TASK PROMPT
Rewrite the stretch of the forum thread about staying on Xanax from "If he is going" through "(Jul 4, 2010)", replacing "doctors" with "physicians".

I Really think that wont work, I Need to stay on xanax or my life will be ruined i will turn into my old self. a Bitter Ugly person that had few friends was anti social negative with Panic attacks and Anxiety 24/7 These past few months iv been so happy with life im getting on track i love life so much and love being alive and going to college and living my life. When my xanax is taken i will end up failing out of college. Panic Attacks and hell will come back i will sit in agony with panic 24/7 and i will stay indoors all day depressed...... I Need Xanax i am not a abuser! This medication has helped like no other one i tried! Im so scared he is taking me off I Need to do something to stay on it.


----------



## Noca (Jun 24, 2005)

rocknroll714 said:


> Print this post out and show it to him.


ditto


----------



## hensley258 (Apr 24, 2010)

If he is going to force the issue the he can at least allow you a safe taper using Diazepam.

I hate how then damn doctors just decide to pull a benzo from a person putting them at risk for relaps or worse.


----------



## Bacon (Jul 4, 2010)

DATASET CONTENT

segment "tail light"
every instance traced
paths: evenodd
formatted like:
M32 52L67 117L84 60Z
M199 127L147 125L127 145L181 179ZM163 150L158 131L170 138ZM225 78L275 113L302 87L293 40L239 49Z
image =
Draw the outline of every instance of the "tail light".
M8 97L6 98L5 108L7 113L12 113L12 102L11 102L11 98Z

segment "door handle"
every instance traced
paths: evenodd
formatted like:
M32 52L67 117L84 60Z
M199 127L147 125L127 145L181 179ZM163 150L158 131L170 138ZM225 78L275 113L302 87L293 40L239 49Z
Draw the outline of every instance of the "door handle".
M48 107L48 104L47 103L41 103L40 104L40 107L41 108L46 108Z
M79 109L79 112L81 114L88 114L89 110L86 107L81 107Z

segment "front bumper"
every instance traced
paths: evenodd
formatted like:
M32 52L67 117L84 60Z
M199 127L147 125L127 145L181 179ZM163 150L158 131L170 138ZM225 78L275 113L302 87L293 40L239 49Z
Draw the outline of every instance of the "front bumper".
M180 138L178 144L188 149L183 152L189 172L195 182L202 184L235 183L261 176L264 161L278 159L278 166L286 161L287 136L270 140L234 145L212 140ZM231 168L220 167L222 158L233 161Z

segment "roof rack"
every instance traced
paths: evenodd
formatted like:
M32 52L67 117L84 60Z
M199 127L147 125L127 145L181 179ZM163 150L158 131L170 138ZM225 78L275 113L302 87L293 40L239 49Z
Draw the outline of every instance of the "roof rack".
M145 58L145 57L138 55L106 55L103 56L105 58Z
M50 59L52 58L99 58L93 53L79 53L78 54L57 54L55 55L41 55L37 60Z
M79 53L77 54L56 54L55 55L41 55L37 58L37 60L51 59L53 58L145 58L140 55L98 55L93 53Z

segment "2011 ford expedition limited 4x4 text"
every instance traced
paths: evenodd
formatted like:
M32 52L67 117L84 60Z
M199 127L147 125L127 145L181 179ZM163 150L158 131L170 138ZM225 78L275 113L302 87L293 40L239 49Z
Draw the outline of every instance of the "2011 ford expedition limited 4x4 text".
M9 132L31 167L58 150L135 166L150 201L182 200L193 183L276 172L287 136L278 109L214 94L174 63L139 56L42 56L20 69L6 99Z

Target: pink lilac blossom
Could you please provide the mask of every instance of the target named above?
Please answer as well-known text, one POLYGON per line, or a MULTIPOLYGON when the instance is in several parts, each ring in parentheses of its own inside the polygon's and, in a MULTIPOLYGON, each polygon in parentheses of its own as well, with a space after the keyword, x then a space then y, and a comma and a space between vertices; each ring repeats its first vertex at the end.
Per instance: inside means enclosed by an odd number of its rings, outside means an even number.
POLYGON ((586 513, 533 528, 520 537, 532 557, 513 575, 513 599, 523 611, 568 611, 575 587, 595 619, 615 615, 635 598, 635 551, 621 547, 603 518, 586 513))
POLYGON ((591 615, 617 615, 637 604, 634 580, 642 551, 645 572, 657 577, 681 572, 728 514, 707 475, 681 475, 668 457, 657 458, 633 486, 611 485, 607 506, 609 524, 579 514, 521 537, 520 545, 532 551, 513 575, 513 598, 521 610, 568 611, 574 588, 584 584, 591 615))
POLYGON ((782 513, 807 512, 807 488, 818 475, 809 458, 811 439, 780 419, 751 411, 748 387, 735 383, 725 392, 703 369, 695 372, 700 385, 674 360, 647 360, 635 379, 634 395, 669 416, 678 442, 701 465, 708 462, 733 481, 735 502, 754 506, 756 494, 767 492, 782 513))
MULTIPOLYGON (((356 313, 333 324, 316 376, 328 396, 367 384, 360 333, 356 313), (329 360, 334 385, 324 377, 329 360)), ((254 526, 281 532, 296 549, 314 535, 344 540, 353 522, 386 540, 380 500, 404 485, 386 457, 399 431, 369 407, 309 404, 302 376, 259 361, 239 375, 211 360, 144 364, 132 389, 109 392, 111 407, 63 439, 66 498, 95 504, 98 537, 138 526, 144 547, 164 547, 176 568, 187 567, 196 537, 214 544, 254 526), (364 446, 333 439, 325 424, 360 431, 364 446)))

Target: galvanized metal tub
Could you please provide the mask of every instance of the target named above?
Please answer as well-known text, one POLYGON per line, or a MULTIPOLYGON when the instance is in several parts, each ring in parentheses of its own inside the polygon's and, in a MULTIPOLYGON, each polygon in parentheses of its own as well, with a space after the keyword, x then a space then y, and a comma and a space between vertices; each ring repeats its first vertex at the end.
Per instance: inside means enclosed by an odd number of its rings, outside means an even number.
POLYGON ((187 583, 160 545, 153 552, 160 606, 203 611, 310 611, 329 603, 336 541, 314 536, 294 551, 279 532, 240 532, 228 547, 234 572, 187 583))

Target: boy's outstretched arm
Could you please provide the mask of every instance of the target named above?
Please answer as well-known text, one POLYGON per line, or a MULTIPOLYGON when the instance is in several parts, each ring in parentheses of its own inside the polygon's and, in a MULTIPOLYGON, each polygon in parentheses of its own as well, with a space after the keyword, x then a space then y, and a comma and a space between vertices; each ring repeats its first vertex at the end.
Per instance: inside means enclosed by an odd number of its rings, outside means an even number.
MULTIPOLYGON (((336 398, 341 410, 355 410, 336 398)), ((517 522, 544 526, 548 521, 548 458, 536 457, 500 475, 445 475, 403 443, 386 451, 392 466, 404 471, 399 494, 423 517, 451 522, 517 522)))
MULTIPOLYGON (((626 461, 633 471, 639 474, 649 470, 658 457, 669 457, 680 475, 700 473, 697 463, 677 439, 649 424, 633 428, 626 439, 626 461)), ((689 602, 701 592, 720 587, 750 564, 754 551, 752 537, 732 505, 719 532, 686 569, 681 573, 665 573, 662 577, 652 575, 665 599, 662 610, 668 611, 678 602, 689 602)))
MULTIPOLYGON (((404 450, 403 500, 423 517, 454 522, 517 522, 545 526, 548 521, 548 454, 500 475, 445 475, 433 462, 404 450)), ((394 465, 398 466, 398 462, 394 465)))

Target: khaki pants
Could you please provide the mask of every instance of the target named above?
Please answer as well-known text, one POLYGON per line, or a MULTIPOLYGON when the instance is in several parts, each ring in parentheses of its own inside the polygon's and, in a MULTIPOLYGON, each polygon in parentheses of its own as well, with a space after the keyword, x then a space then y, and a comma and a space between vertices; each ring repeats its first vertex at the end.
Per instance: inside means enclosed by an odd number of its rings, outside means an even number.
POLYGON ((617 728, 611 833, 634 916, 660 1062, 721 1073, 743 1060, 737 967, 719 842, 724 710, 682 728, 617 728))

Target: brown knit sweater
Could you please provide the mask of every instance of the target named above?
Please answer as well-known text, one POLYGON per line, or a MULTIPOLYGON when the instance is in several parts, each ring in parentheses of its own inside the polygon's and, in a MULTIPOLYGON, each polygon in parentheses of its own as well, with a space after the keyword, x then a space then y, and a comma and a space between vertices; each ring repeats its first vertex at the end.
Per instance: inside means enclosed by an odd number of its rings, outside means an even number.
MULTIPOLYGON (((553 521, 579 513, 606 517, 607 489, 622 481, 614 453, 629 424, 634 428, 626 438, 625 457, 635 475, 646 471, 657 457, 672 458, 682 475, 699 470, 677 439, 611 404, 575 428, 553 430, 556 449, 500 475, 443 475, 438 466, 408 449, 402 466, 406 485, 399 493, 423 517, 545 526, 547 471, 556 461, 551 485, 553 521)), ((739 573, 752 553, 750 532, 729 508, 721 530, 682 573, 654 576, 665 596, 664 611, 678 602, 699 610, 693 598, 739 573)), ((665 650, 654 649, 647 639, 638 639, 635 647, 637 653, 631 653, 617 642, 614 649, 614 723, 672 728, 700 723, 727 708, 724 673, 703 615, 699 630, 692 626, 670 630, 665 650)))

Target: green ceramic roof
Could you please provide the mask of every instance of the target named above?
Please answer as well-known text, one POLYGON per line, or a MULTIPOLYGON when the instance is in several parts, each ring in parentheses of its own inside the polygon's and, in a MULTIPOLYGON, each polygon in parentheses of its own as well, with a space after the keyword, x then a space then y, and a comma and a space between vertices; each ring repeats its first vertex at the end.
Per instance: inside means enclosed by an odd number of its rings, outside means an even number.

REPLY
If he is going to force the issue the he can at least allow you a safe taper using Diazepam.

I hate how then damn physicians just decide to pull a benzo from a person putting them at risk for relaps or worse.


----------



## Bacon (Jul 4, 2010)